Tag Archives: 2011 MLB season

Carlos Beltran: Greatest Met of All Time?

Let’s play a game of word association. Ready? Carlos Beltran.

If you’re like many Mets fans I know, the word that came to mind was “choke” or “underachiever” or “injured,” or maybe you conjured up the image of Beltran standing in the batters box watching strike three sail past to end the 2006 season.

Well, that’s a shame. Say what you want about the Mets’ offensive history, Carlos Beltran is one of the greatest position players the franchise has ever had.*

Beltran was never well received in New York, partly because the expectations were too high, which can happen when a $119 million contract is involved.** In his six seasons in Kansas City and Houston, Beltran proved to be a .280 hitter with power, speed, a gold glove, and a strong, accurate arm—a five-tool player, but not a .300 hitter.

Of course, Beltran’s underachieving debut season in New York didn’t help. Many fans turned on him in 2005, when he hit just .266 with 16 home runs and 17 stolen bases, about half of what fans expected. They booed him during the second half of that season and Beltran never won them over.

A smooth swing from the left and right side. (Credit: Keith Allison)

Beltran does most everything on a baseball field effortlessly.*** He doesn’t run after fly balls so much as he glides across the outfield. I wrote about watching Jose Reyes run the bases, but Beltran is one of the best baserunners in the game. His long strides can make it seem like he’s not hustling, but he takes the extra base whenever he can and steals bases at a major league-record 88 percent success rate.

And that ties in to my only criticism of Beltran, who will be a free agent after this season. Could he have sacrificed a few of those percentage points in order to be a 40-steal a year player? Could he have played through some of his nicks and bruises that cost him a total of 179 games the previous two seasons?

I’m sure he played through discomfort we were never aware of, but he was certainly cautious about his body. He didn’t seem to realize—at least not as much as some other stars—that the team was better off with Beltran at 80 percent than a replacement at 100 percent. If he wasn’t feeling really good he wouldn’t play. If he wasn’t feeling perfect he wouldn’t push it on the basepaths.

Even so, Mets fans will soon learn it is not easy to find a five-tool center fielder, so when Beltran is playing for another team next season (or later this summer) I have a feeling it will be a classic case of not knowing what you had until it’s gone.

= = = = = = =

Exercise set:
a: Please print everything from "Beltran was never" down to "won them over." in the Carlos Beltran post, word for word.
b: In the listing, arrange everything from the line containing "detect paved highway." down to the line containing "[0,0,203,55]" as a numbered list, leaving out any blank lines.

= = = = = = =

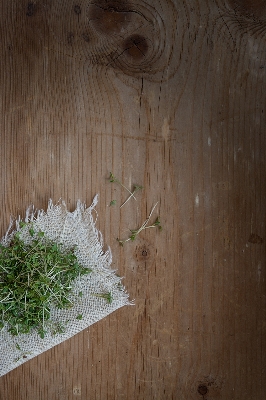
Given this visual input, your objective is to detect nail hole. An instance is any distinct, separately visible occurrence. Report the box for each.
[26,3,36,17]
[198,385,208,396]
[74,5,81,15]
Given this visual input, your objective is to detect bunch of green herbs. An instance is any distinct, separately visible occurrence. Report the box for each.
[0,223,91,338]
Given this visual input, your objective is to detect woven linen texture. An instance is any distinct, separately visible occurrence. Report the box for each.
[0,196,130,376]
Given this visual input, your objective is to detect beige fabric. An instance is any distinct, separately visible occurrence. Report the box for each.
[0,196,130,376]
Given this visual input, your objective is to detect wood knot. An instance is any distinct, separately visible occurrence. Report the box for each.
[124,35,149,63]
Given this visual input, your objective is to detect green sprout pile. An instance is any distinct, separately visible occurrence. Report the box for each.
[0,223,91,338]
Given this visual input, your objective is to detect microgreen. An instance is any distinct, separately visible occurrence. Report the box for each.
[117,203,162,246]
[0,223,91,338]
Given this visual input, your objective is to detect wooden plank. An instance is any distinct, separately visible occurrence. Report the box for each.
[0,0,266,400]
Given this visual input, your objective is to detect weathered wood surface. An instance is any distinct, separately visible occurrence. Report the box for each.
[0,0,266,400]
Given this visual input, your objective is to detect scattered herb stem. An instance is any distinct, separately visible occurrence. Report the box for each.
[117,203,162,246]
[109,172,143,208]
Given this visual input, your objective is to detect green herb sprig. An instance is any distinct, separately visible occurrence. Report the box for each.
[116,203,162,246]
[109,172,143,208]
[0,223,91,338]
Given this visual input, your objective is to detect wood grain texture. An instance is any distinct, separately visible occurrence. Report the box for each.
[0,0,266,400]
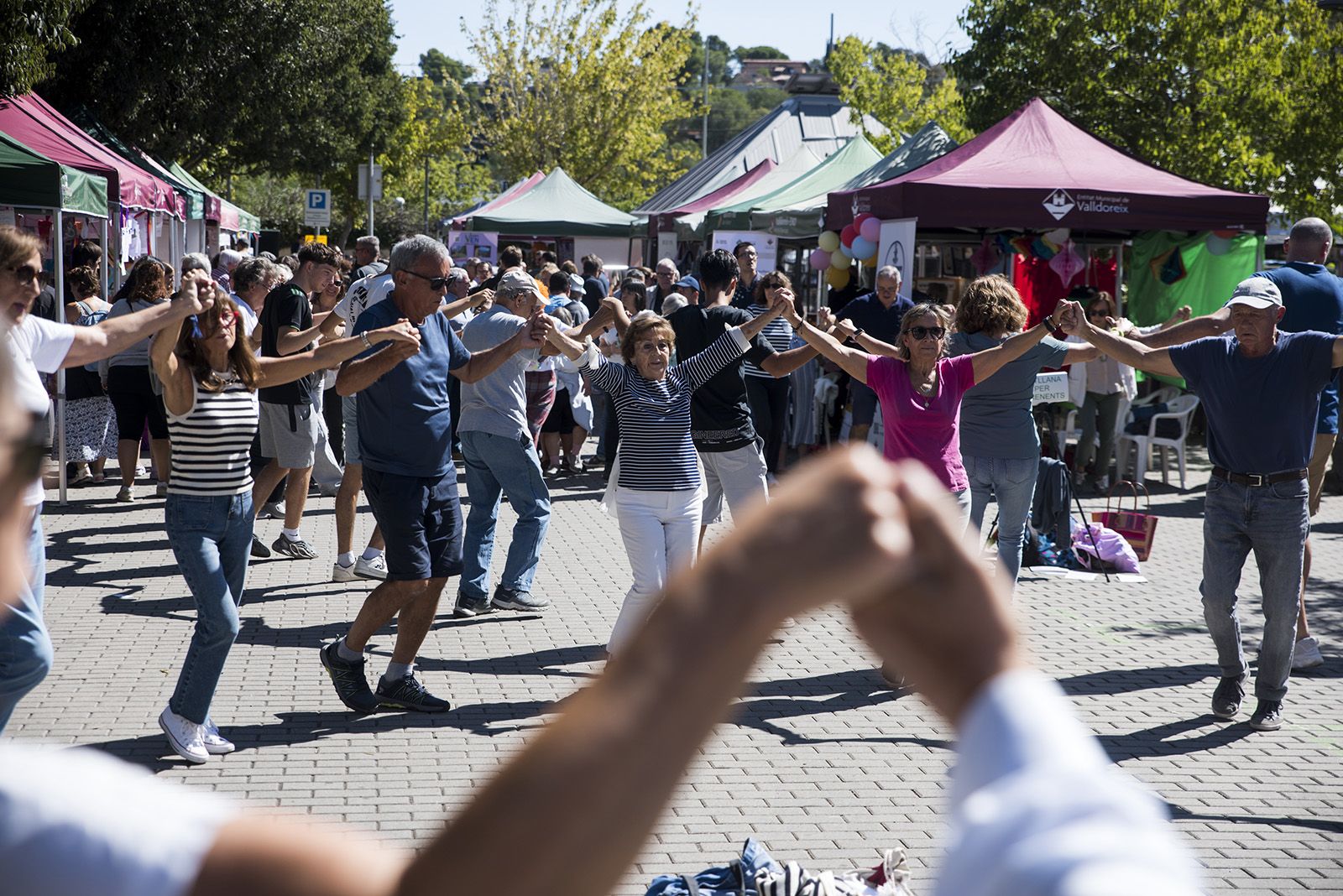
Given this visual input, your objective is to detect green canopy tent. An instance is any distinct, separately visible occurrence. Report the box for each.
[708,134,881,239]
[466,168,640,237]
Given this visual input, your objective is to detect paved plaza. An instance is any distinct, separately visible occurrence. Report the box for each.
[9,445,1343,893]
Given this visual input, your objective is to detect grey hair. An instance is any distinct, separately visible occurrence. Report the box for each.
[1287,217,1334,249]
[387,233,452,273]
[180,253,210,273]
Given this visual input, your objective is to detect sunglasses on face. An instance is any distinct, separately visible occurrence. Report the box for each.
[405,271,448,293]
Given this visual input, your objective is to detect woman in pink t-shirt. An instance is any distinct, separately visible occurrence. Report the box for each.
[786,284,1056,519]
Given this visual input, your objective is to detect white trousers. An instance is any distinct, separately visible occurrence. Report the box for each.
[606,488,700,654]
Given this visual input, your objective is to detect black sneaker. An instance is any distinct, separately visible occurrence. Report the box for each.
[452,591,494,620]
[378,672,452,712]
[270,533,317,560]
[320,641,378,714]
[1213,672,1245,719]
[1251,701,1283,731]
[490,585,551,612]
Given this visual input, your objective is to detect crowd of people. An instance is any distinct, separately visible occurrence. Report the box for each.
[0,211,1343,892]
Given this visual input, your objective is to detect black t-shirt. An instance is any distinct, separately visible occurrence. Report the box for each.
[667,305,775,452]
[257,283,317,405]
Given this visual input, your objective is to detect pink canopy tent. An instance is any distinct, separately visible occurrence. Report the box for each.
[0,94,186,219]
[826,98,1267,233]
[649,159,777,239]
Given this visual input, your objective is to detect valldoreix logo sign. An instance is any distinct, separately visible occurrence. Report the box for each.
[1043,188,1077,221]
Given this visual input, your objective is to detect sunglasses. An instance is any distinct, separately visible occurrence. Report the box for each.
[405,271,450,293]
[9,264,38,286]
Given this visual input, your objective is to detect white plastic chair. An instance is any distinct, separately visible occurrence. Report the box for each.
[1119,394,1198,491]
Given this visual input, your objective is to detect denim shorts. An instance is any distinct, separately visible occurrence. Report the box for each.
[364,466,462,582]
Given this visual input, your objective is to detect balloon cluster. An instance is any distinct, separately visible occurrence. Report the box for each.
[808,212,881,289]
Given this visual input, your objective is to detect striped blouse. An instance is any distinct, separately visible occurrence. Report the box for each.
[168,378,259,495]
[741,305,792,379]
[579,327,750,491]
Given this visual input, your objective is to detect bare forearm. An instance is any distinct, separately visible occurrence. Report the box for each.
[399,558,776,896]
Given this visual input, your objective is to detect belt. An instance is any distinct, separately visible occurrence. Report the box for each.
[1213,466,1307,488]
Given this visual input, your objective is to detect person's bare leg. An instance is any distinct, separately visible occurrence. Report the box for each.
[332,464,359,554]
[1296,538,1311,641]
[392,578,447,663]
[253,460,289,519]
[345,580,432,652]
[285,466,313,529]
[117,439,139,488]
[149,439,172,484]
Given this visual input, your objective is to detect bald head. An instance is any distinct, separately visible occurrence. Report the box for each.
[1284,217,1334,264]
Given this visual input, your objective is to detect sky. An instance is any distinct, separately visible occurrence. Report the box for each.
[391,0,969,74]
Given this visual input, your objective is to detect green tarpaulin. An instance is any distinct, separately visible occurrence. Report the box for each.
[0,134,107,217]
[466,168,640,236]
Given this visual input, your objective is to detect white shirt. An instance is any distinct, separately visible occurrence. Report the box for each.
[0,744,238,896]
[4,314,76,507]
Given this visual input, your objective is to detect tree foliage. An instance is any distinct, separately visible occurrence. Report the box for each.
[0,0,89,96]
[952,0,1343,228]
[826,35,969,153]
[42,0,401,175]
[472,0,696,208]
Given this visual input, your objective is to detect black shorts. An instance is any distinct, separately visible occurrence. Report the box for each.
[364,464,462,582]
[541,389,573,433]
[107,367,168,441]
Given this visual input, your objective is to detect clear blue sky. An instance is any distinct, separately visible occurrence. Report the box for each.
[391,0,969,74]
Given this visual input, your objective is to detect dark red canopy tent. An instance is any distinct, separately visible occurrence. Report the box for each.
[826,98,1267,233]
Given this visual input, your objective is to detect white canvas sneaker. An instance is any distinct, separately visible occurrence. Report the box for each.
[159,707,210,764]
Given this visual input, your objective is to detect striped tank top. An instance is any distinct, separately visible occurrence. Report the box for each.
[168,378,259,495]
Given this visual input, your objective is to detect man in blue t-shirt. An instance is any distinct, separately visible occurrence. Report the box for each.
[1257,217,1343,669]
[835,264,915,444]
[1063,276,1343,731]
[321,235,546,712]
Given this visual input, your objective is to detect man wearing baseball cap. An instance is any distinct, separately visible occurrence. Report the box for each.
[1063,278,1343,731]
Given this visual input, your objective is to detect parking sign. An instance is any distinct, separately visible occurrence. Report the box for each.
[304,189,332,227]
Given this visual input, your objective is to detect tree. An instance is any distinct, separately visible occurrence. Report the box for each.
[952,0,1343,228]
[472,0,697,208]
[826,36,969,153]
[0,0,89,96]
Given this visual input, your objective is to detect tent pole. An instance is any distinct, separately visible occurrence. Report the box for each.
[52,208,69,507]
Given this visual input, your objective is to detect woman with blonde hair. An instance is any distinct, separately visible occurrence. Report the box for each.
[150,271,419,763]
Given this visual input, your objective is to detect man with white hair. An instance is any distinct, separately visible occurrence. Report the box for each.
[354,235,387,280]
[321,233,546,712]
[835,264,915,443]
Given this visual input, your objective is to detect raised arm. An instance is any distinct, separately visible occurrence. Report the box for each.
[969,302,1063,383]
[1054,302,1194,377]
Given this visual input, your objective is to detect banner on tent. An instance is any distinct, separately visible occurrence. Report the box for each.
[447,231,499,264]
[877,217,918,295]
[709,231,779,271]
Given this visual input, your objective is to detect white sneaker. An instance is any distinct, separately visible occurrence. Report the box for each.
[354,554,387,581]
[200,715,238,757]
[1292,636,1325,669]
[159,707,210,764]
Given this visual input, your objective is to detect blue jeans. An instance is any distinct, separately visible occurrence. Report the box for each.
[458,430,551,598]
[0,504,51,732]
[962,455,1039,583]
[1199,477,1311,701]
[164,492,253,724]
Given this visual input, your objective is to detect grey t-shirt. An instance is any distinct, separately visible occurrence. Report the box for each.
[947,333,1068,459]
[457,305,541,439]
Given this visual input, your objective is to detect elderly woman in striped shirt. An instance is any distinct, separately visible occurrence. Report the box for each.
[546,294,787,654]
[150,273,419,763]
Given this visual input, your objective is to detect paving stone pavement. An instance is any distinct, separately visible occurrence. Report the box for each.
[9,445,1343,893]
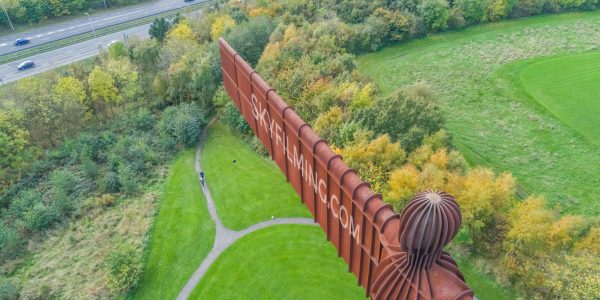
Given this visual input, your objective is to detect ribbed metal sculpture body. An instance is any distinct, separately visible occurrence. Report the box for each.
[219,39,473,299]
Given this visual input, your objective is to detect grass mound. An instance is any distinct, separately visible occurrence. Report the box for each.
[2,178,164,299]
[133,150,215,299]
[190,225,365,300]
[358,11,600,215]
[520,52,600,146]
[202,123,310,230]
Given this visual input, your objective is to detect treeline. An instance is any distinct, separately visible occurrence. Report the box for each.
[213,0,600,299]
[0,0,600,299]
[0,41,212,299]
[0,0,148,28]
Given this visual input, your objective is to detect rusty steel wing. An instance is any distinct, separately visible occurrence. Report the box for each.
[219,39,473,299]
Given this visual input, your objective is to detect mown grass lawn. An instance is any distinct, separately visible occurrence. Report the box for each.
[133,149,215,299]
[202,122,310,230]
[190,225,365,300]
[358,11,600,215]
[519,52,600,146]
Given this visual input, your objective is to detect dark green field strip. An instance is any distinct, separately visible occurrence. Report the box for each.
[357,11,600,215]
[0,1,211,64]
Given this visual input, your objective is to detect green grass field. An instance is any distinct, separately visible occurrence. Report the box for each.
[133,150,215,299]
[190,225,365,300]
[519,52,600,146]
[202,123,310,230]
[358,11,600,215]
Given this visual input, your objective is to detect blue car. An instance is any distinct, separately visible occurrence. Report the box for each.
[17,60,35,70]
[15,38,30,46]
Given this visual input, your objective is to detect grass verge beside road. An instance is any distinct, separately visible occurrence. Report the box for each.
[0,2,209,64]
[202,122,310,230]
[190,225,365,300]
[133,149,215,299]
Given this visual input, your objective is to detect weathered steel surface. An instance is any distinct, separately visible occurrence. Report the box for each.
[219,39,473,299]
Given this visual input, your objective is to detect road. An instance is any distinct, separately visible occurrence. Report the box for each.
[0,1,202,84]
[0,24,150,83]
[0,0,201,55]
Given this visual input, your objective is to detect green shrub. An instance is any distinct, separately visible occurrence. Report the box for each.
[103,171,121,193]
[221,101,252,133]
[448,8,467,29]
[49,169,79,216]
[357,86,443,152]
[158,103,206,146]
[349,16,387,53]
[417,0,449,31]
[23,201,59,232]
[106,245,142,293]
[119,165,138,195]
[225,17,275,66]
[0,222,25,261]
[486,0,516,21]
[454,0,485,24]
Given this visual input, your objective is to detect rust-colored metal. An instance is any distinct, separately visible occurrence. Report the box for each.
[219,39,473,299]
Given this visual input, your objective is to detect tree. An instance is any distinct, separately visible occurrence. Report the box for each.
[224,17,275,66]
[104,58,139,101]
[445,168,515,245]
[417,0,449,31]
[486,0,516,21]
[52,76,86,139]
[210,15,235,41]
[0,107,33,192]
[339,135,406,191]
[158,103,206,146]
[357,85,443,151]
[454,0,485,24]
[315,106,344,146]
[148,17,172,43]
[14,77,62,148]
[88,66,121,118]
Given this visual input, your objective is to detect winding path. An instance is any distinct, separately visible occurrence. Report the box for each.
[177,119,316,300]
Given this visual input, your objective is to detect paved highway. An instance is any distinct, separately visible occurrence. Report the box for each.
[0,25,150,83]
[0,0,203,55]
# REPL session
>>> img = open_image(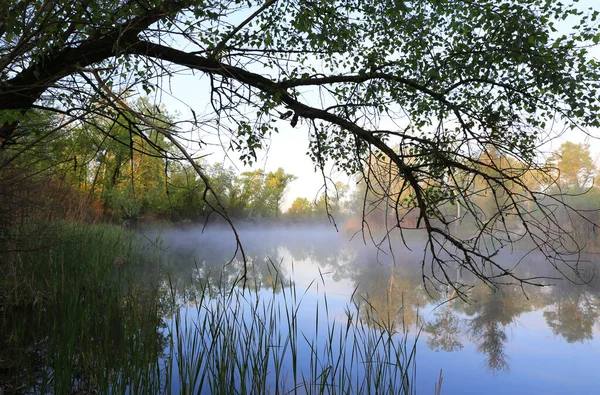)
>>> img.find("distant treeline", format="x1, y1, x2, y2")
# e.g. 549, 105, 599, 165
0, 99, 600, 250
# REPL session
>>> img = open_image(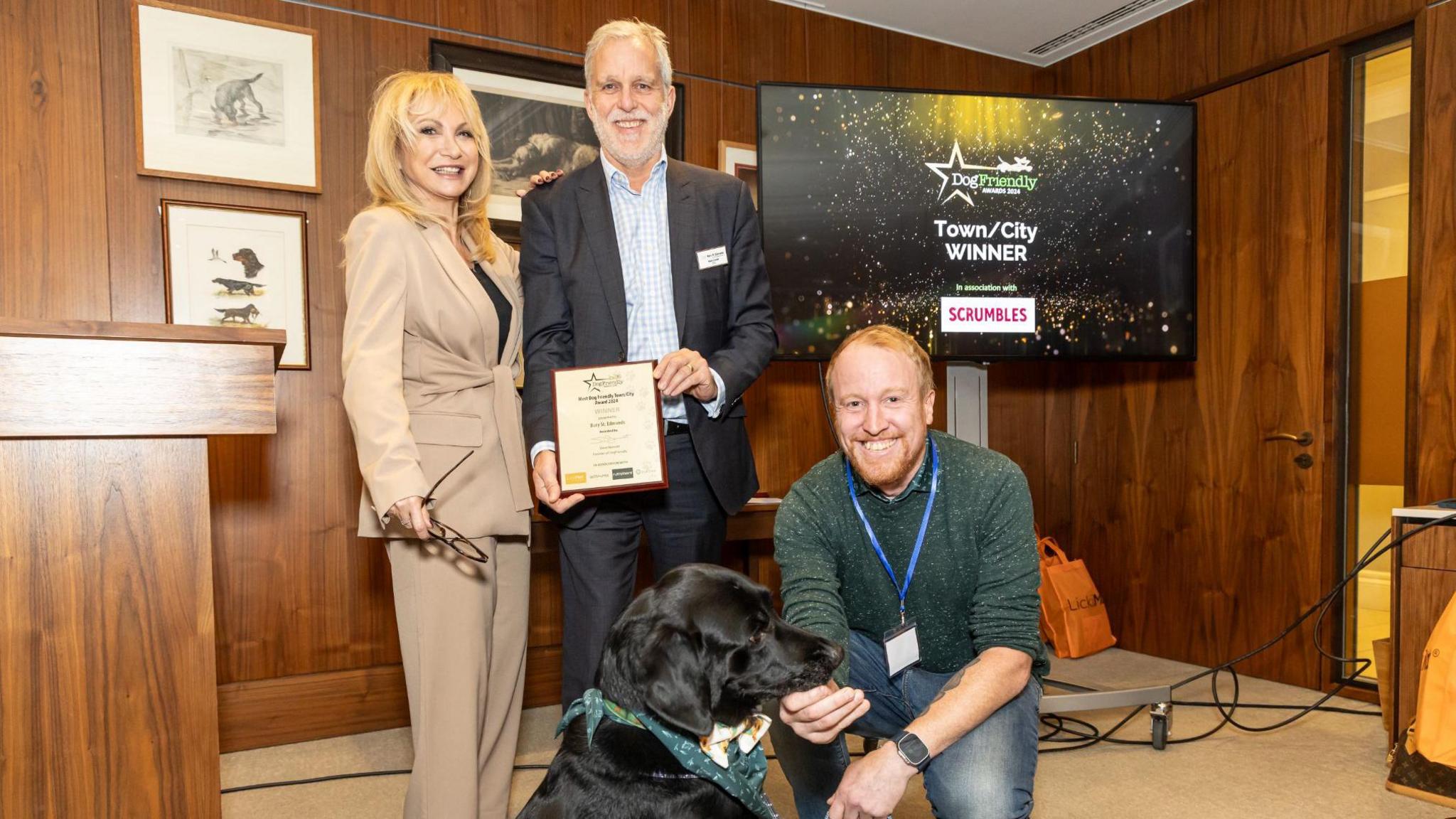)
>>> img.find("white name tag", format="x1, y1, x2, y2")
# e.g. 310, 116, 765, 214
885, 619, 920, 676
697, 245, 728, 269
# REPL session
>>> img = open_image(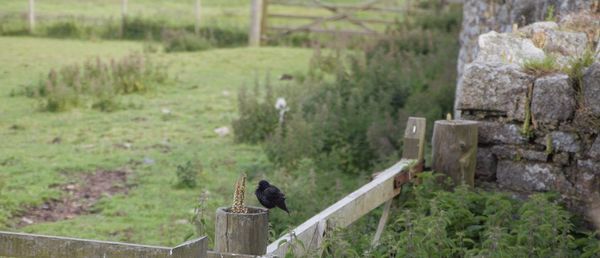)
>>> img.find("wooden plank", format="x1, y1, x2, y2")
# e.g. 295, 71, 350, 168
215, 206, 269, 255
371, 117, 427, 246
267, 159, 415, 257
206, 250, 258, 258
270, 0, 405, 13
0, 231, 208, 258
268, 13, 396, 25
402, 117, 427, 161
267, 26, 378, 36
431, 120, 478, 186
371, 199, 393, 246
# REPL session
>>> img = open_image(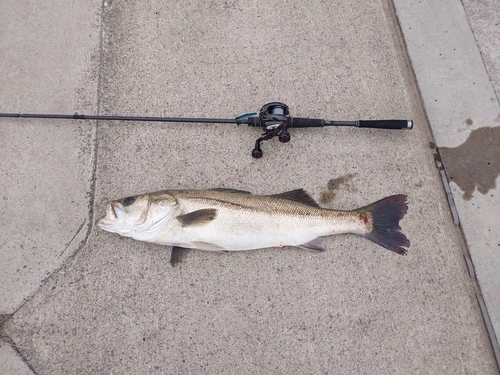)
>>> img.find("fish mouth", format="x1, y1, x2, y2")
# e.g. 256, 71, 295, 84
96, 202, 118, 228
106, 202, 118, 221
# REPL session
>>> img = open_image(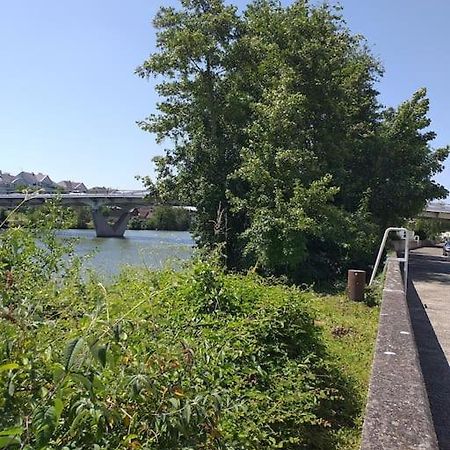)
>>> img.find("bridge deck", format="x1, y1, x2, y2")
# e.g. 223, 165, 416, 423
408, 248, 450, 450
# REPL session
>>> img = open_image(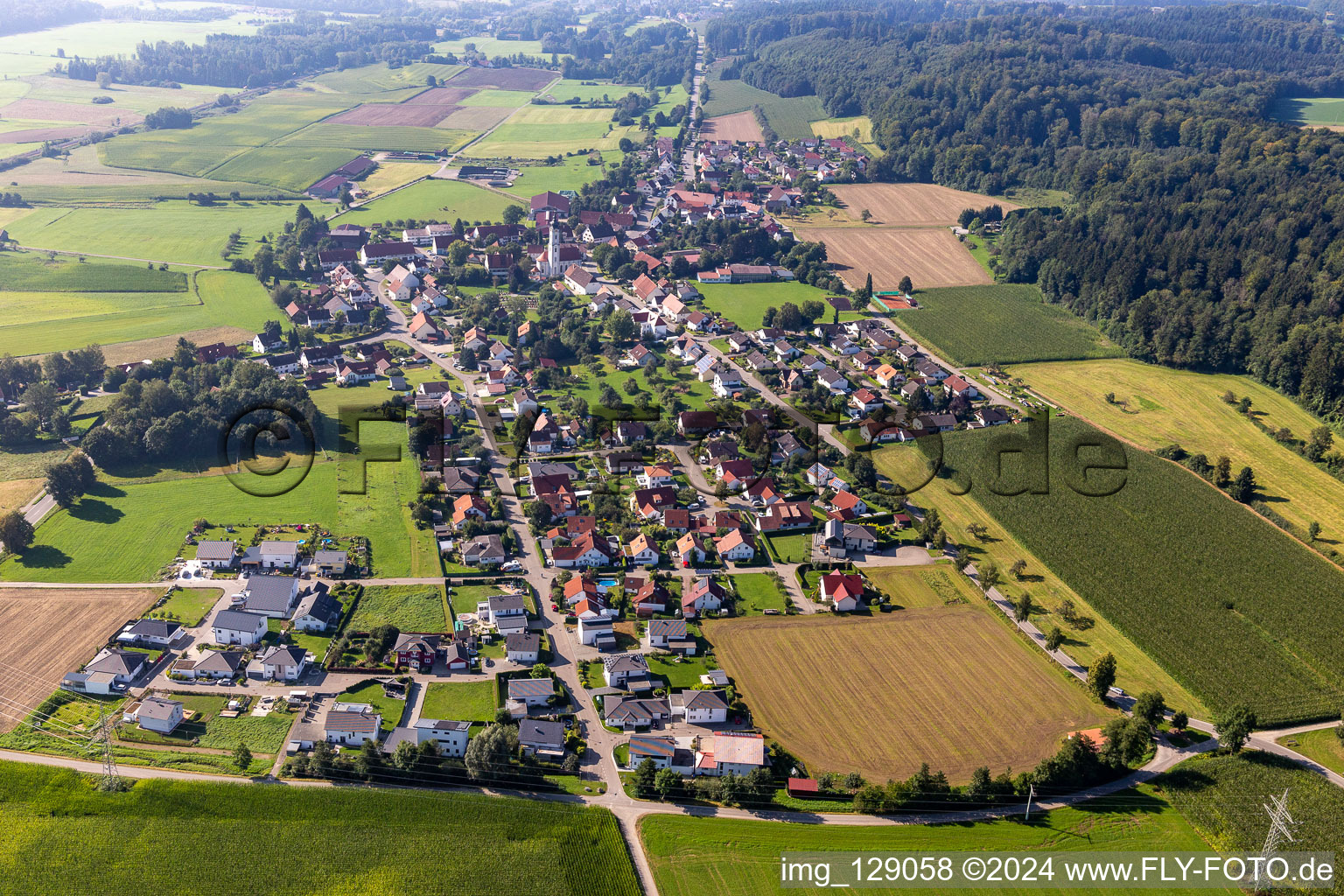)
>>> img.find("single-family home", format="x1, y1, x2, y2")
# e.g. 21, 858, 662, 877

= = = = = = =

Outputs in order:
a:
Beltran was never well received in New York, partly because the expectations were too high, which can happen when a $119 million contract is involved.** In his six seasons in Kansas City and Houston, Beltran proved to be a .280 hitter with power, speed, a gold glove, and a strong, accurate arm—a five-tool player, but not a .300 hitter.

Of course, Beltran’s underachieving debut season in New York didn’t help. Many fans turned on him in 2005, when he hit just .266 with 16 home runs and 17 stolen bases, about half of what fans expected. They booed him during the second half of that season and Beltran never won them over.

b:
1. Given this visual input, your objective is to detect paved highway. An instance is any distinct, separately visible occurrence. Report the box for each.
2. [0,25,150,83]
3. [0,0,203,55]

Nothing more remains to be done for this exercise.